INSTRUCTIONS FOR THE TASK: Your answer should consist only of the lines below from the one with "Target: pendant light cord" through the one with "Might you point out the refrigerator", copied exactly.

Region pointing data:
- Opening Delimiter -

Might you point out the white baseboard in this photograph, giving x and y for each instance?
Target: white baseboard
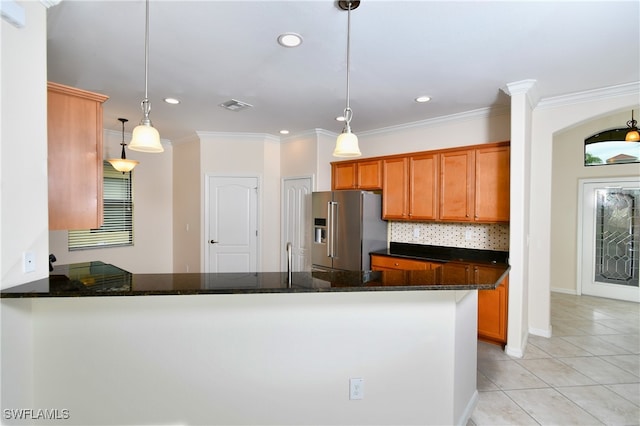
(517, 352)
(564, 291)
(541, 332)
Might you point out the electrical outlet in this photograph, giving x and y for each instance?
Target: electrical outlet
(468, 234)
(356, 388)
(29, 261)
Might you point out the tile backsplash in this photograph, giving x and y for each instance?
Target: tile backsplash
(466, 235)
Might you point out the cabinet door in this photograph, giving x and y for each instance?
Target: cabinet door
(379, 263)
(492, 312)
(369, 174)
(394, 188)
(423, 187)
(492, 184)
(455, 273)
(343, 175)
(456, 185)
(74, 157)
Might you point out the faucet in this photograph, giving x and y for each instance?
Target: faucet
(289, 272)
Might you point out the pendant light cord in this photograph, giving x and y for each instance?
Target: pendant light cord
(146, 106)
(348, 113)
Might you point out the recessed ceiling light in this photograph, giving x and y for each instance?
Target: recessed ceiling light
(290, 40)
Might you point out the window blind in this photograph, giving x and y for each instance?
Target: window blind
(117, 228)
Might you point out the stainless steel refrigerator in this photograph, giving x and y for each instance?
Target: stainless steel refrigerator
(347, 226)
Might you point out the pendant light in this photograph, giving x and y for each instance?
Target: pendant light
(122, 164)
(145, 137)
(632, 134)
(347, 142)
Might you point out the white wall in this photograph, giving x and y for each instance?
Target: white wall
(567, 168)
(187, 192)
(152, 219)
(551, 117)
(23, 147)
(472, 128)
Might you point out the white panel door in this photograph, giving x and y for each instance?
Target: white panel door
(609, 250)
(296, 222)
(232, 228)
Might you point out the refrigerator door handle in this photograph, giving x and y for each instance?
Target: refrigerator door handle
(331, 228)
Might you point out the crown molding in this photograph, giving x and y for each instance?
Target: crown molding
(264, 136)
(462, 116)
(50, 3)
(592, 95)
(528, 88)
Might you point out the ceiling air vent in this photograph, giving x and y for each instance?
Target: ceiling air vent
(234, 105)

- Closing Delimiter -

REPLY TO THE TASK:
Target: pendant light cord
(146, 106)
(348, 113)
Might you point out the recessed ceiling light in this photograph, giving x and y for each instance?
Target: recessed ceiling light
(290, 40)
Might you point out the window blind in this photograph, giving x and y for each instance?
Target: window blind
(117, 228)
Might you point out the stainless steel refrigerator in this photograph, giving x and y for each instance?
Target: stainless steel refrigerator
(347, 226)
Might you point out the pendant light in this photograph, giving x and y for each instance?
Target: pendant light
(122, 164)
(145, 137)
(632, 134)
(347, 142)
Might you point out the white wall in this photograph, giving x and y for each instance?
Target: white wall
(567, 168)
(187, 192)
(152, 219)
(551, 117)
(23, 147)
(472, 128)
Might you point out the white panel door in this photograph, giving x and y for each instance?
Target: white panel door
(609, 250)
(296, 222)
(232, 228)
Might you point out the refrigerator door handle in this photograph, giving x and y for each instance?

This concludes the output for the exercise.